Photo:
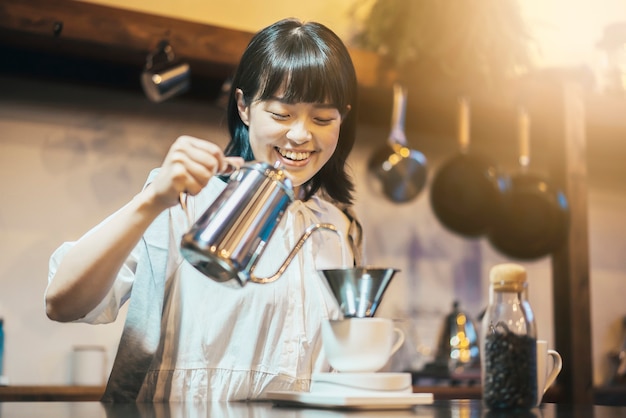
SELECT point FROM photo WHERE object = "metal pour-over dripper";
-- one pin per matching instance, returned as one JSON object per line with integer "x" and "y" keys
{"x": 359, "y": 290}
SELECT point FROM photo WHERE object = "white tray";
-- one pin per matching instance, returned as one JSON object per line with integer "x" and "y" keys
{"x": 351, "y": 401}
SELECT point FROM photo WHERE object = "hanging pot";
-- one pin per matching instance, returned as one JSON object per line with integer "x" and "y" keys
{"x": 534, "y": 217}
{"x": 465, "y": 192}
{"x": 400, "y": 170}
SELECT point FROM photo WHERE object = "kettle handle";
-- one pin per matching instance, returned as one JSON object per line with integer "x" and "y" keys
{"x": 182, "y": 196}
{"x": 307, "y": 233}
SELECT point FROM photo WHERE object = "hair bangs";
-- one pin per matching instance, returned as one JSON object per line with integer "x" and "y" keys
{"x": 303, "y": 75}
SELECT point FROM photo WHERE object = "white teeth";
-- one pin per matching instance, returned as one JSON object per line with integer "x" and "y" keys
{"x": 295, "y": 156}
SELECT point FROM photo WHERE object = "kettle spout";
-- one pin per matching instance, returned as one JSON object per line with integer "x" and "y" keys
{"x": 307, "y": 233}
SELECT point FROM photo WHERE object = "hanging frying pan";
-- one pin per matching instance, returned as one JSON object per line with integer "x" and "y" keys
{"x": 401, "y": 171}
{"x": 465, "y": 192}
{"x": 534, "y": 220}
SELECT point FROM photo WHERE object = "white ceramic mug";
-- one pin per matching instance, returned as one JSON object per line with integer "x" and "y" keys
{"x": 547, "y": 370}
{"x": 359, "y": 345}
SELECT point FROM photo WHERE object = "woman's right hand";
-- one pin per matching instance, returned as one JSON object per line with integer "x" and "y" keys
{"x": 188, "y": 166}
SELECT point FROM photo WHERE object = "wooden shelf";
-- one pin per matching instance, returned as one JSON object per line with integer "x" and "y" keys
{"x": 50, "y": 393}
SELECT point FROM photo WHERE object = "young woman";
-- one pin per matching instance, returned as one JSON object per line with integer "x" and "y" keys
{"x": 187, "y": 337}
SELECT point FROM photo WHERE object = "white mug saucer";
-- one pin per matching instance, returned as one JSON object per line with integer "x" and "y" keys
{"x": 361, "y": 383}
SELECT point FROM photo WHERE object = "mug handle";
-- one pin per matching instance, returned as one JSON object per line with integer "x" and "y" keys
{"x": 398, "y": 342}
{"x": 556, "y": 369}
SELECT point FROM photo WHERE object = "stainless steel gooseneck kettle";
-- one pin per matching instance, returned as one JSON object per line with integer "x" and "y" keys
{"x": 226, "y": 242}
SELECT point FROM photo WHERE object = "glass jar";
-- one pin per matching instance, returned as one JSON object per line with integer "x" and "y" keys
{"x": 509, "y": 342}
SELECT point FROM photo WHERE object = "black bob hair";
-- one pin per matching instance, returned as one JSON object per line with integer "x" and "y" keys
{"x": 313, "y": 65}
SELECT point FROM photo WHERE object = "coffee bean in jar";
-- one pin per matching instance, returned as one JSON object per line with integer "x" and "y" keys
{"x": 510, "y": 369}
{"x": 509, "y": 343}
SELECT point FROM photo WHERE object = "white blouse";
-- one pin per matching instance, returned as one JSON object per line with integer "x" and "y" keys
{"x": 218, "y": 342}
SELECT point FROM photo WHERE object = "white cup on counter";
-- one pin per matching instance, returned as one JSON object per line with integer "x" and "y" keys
{"x": 89, "y": 364}
{"x": 549, "y": 365}
{"x": 359, "y": 345}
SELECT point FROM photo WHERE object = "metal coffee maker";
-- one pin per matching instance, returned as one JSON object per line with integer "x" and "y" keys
{"x": 226, "y": 242}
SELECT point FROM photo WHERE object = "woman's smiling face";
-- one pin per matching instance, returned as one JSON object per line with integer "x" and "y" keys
{"x": 301, "y": 136}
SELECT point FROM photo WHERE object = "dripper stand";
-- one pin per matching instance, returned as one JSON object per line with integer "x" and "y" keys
{"x": 359, "y": 290}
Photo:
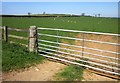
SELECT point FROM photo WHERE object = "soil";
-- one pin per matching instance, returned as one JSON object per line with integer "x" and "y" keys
{"x": 46, "y": 72}
{"x": 41, "y": 72}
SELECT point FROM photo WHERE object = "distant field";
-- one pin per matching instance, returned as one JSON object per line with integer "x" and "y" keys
{"x": 109, "y": 25}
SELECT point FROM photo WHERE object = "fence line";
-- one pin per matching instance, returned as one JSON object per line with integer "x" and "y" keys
{"x": 40, "y": 28}
{"x": 18, "y": 37}
{"x": 95, "y": 61}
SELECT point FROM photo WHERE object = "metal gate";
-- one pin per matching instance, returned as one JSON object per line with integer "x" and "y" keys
{"x": 83, "y": 49}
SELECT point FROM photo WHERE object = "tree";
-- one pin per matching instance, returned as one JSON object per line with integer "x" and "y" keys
{"x": 99, "y": 15}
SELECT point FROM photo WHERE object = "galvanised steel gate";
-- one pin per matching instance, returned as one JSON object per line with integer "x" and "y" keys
{"x": 52, "y": 45}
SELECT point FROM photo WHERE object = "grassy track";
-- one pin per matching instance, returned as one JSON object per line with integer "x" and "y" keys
{"x": 16, "y": 57}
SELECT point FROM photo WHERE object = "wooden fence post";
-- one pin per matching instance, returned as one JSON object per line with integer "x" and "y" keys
{"x": 5, "y": 33}
{"x": 33, "y": 39}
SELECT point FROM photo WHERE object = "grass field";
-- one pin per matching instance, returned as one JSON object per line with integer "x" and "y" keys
{"x": 109, "y": 25}
{"x": 16, "y": 57}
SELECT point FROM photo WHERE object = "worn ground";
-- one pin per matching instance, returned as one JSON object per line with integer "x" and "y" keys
{"x": 46, "y": 72}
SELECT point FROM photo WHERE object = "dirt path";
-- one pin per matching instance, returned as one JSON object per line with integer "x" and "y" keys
{"x": 42, "y": 72}
{"x": 89, "y": 76}
{"x": 46, "y": 72}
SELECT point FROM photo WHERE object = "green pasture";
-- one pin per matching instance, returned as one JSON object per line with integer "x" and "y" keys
{"x": 94, "y": 24}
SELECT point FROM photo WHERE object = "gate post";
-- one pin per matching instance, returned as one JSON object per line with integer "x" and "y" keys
{"x": 33, "y": 39}
{"x": 5, "y": 33}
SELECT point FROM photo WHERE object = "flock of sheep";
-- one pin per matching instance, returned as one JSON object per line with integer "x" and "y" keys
{"x": 67, "y": 21}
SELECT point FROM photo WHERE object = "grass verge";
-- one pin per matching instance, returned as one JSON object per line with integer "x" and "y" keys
{"x": 16, "y": 57}
{"x": 70, "y": 73}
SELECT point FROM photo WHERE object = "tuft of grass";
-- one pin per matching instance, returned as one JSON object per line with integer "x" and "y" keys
{"x": 70, "y": 73}
{"x": 15, "y": 56}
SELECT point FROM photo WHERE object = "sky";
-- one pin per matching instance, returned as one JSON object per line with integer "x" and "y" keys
{"x": 106, "y": 9}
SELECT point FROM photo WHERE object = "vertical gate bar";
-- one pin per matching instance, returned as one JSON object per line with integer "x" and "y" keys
{"x": 82, "y": 44}
{"x": 57, "y": 41}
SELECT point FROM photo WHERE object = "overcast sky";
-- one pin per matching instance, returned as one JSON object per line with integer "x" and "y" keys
{"x": 106, "y": 9}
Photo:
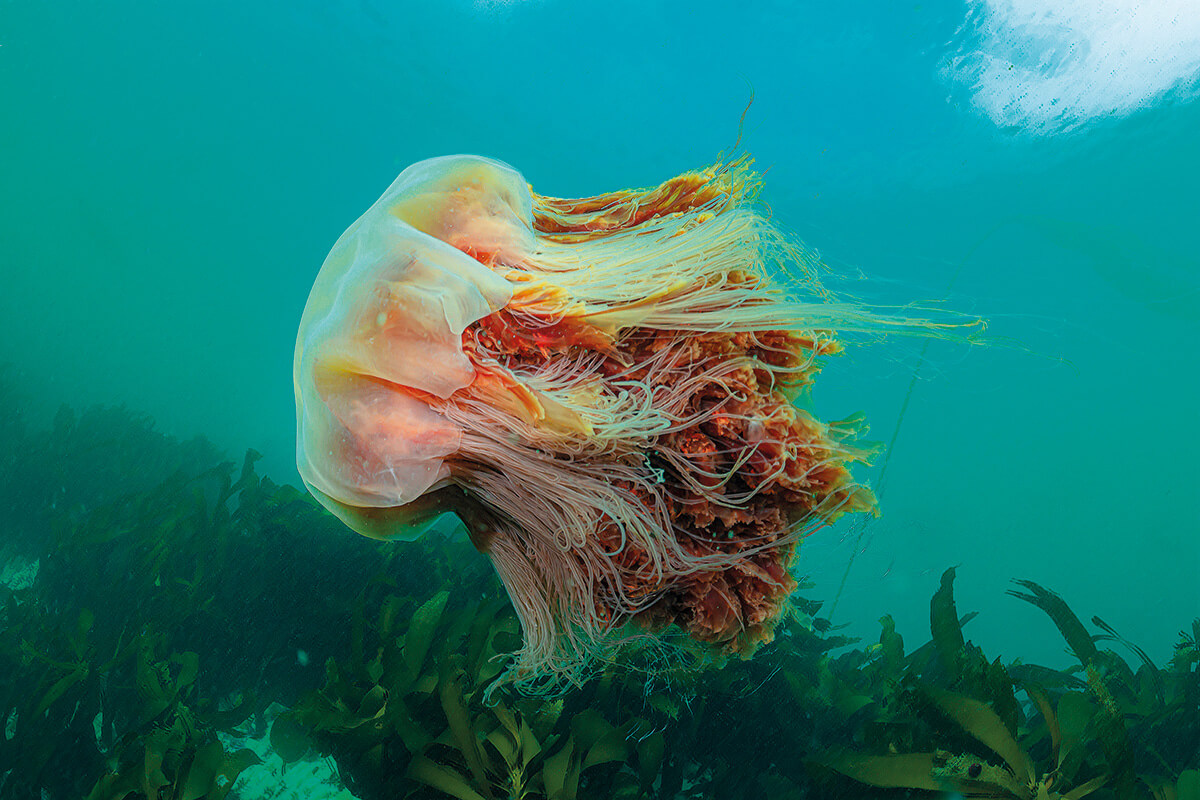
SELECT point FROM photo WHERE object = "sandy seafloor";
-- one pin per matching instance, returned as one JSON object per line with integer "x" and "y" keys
{"x": 174, "y": 174}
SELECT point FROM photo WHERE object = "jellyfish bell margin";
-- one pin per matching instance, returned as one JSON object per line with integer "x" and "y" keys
{"x": 603, "y": 388}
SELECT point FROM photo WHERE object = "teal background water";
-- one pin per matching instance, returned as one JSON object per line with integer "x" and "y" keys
{"x": 173, "y": 175}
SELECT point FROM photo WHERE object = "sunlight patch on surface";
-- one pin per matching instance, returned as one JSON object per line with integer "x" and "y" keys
{"x": 1055, "y": 65}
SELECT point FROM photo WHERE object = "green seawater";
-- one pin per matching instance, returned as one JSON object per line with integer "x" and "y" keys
{"x": 172, "y": 176}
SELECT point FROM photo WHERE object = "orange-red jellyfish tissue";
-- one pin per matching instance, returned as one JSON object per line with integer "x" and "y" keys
{"x": 603, "y": 388}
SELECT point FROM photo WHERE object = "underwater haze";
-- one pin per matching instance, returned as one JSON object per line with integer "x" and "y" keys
{"x": 172, "y": 176}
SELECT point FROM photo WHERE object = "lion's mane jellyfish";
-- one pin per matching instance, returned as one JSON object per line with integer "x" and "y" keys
{"x": 603, "y": 388}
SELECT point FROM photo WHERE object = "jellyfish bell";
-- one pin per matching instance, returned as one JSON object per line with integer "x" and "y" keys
{"x": 603, "y": 388}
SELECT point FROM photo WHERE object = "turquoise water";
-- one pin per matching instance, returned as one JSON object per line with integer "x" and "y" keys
{"x": 173, "y": 175}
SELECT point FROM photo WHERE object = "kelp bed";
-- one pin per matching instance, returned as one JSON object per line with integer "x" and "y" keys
{"x": 175, "y": 591}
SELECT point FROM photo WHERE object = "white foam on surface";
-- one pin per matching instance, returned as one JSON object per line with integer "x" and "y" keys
{"x": 1053, "y": 65}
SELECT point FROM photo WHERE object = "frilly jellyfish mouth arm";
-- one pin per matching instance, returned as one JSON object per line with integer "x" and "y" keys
{"x": 601, "y": 389}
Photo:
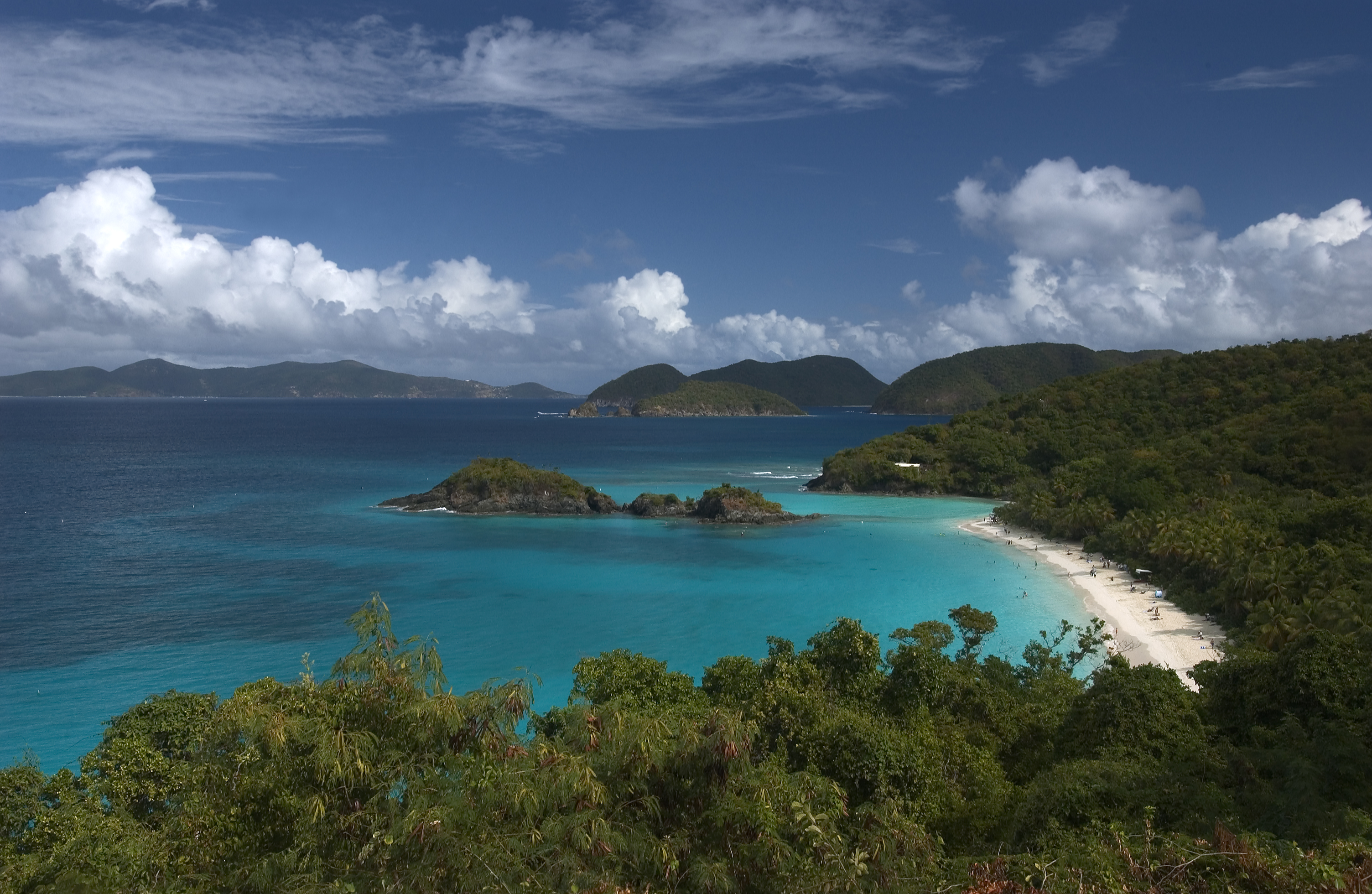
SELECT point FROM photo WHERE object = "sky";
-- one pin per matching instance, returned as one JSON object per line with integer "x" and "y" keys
{"x": 559, "y": 192}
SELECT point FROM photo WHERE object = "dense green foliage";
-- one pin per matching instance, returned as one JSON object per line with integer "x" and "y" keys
{"x": 969, "y": 380}
{"x": 717, "y": 398}
{"x": 636, "y": 385}
{"x": 1241, "y": 476}
{"x": 813, "y": 382}
{"x": 345, "y": 379}
{"x": 726, "y": 498}
{"x": 820, "y": 382}
{"x": 829, "y": 768}
{"x": 501, "y": 475}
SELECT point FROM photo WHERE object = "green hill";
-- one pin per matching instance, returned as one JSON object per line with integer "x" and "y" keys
{"x": 640, "y": 383}
{"x": 717, "y": 398}
{"x": 345, "y": 379}
{"x": 1242, "y": 478}
{"x": 973, "y": 379}
{"x": 816, "y": 382}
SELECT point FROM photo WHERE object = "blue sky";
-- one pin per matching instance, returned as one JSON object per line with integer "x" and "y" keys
{"x": 581, "y": 188}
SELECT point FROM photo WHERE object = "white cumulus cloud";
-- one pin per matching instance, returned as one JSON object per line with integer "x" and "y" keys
{"x": 102, "y": 273}
{"x": 1106, "y": 261}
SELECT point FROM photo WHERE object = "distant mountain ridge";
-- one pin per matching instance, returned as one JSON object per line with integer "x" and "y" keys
{"x": 816, "y": 382}
{"x": 973, "y": 379}
{"x": 343, "y": 379}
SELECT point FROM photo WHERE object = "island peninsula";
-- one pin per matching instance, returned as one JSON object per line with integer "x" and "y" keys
{"x": 490, "y": 486}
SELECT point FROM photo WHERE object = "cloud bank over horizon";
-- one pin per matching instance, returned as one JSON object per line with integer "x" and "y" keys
{"x": 102, "y": 273}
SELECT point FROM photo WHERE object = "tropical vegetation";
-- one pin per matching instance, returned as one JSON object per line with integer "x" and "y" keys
{"x": 1241, "y": 478}
{"x": 935, "y": 767}
{"x": 717, "y": 398}
{"x": 971, "y": 380}
{"x": 343, "y": 379}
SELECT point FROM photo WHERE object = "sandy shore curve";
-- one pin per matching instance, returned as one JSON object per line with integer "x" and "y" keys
{"x": 1146, "y": 629}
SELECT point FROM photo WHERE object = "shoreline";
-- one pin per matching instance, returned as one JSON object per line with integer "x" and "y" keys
{"x": 1171, "y": 638}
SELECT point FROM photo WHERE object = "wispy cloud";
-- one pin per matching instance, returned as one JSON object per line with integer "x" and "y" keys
{"x": 1294, "y": 76}
{"x": 198, "y": 176}
{"x": 1073, "y": 48}
{"x": 899, "y": 246}
{"x": 578, "y": 260}
{"x": 149, "y": 6}
{"x": 671, "y": 63}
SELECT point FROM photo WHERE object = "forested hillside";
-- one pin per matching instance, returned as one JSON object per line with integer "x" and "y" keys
{"x": 820, "y": 382}
{"x": 926, "y": 765}
{"x": 973, "y": 379}
{"x": 811, "y": 382}
{"x": 345, "y": 379}
{"x": 829, "y": 768}
{"x": 717, "y": 398}
{"x": 1241, "y": 476}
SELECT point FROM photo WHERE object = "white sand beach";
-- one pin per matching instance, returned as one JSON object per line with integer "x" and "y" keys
{"x": 1146, "y": 630}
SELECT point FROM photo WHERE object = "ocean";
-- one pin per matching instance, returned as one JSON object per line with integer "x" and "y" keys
{"x": 198, "y": 545}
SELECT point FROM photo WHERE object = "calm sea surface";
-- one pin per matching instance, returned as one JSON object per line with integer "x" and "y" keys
{"x": 197, "y": 545}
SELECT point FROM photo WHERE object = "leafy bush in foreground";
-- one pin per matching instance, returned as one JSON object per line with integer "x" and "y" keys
{"x": 817, "y": 769}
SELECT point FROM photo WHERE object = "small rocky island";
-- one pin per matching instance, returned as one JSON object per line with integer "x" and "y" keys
{"x": 507, "y": 486}
{"x": 696, "y": 398}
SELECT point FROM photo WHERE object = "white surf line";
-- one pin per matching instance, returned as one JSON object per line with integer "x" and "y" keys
{"x": 1146, "y": 630}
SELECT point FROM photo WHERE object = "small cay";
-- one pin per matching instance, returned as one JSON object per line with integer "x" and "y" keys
{"x": 507, "y": 486}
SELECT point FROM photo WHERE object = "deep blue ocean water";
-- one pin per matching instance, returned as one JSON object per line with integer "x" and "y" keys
{"x": 198, "y": 545}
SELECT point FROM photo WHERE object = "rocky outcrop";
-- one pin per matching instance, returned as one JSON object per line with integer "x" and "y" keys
{"x": 660, "y": 505}
{"x": 585, "y": 412}
{"x": 740, "y": 506}
{"x": 505, "y": 486}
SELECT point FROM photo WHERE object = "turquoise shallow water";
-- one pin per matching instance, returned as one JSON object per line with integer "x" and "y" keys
{"x": 154, "y": 545}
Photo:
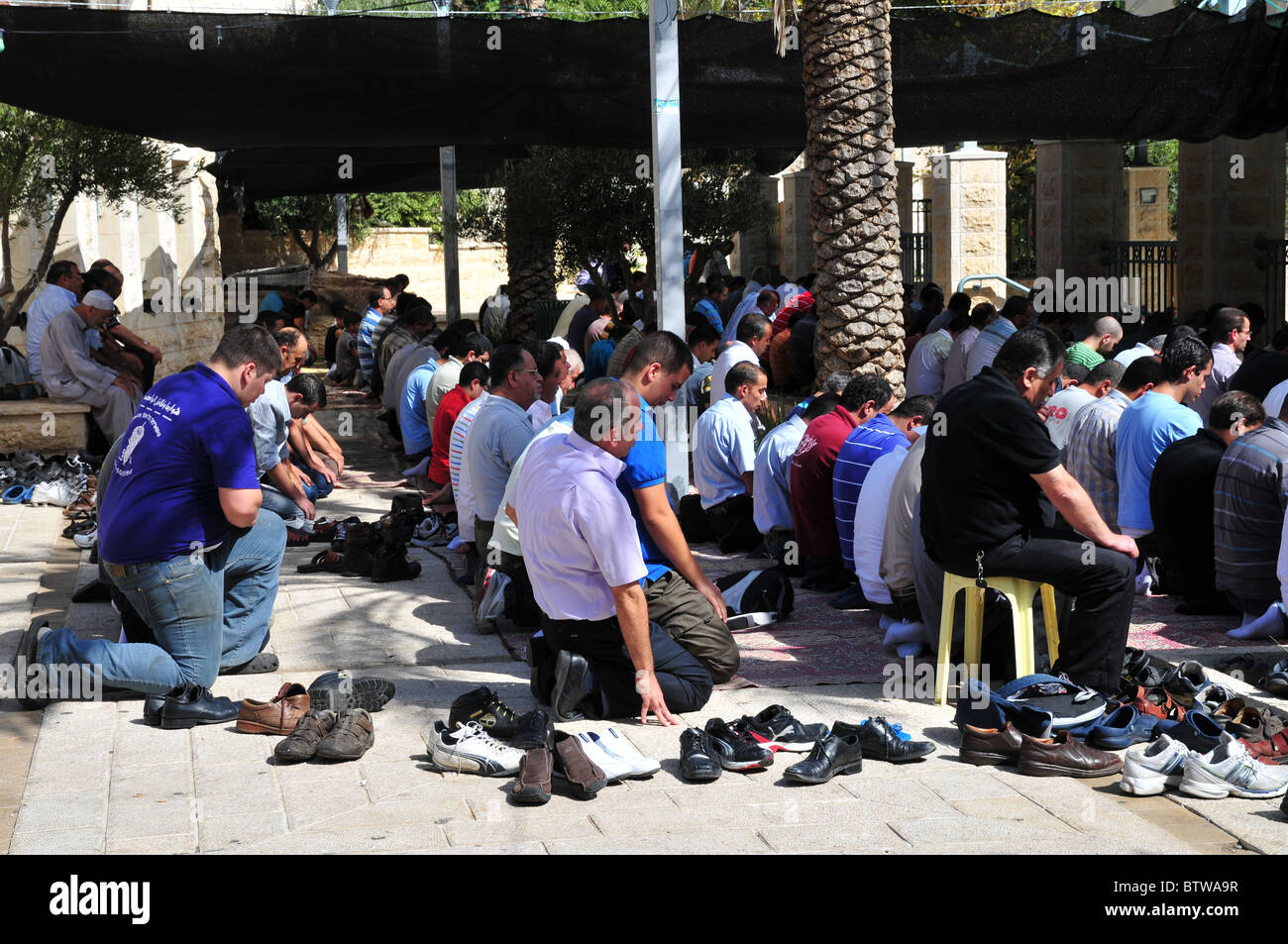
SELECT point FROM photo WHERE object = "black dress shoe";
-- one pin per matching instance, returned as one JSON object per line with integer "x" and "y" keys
{"x": 570, "y": 689}
{"x": 192, "y": 704}
{"x": 880, "y": 741}
{"x": 829, "y": 758}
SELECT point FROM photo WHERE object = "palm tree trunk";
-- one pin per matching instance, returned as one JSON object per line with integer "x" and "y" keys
{"x": 853, "y": 202}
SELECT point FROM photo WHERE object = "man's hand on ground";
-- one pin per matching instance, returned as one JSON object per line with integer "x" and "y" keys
{"x": 1127, "y": 545}
{"x": 652, "y": 700}
{"x": 715, "y": 597}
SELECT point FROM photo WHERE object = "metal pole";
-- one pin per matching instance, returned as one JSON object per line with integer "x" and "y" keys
{"x": 451, "y": 262}
{"x": 342, "y": 232}
{"x": 668, "y": 207}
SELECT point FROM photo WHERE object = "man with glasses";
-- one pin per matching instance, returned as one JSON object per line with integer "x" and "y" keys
{"x": 1231, "y": 334}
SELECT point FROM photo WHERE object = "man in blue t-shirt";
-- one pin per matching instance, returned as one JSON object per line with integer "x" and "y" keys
{"x": 181, "y": 536}
{"x": 681, "y": 597}
{"x": 1153, "y": 423}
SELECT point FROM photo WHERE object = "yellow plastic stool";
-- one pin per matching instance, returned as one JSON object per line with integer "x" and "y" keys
{"x": 1020, "y": 594}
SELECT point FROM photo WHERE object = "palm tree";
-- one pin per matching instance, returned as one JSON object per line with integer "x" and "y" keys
{"x": 853, "y": 205}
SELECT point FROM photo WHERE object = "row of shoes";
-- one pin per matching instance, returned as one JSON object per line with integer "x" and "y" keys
{"x": 750, "y": 743}
{"x": 360, "y": 549}
{"x": 1227, "y": 769}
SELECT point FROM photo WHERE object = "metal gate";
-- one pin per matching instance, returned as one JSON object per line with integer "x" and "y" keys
{"x": 1149, "y": 266}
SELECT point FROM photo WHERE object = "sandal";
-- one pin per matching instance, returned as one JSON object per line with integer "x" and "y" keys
{"x": 323, "y": 562}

------------------------------------

List every line in the rows above that contains the word "woman", counting only matches with the same uppercase and lowercase letters.

### Result of the exercise
SELECT point FROM photo WHERE object = "woman's right hand";
SELECT point FROM photo WHERE object = "young woman";
SELECT point FROM photo WHERE object = "woman's smiling face";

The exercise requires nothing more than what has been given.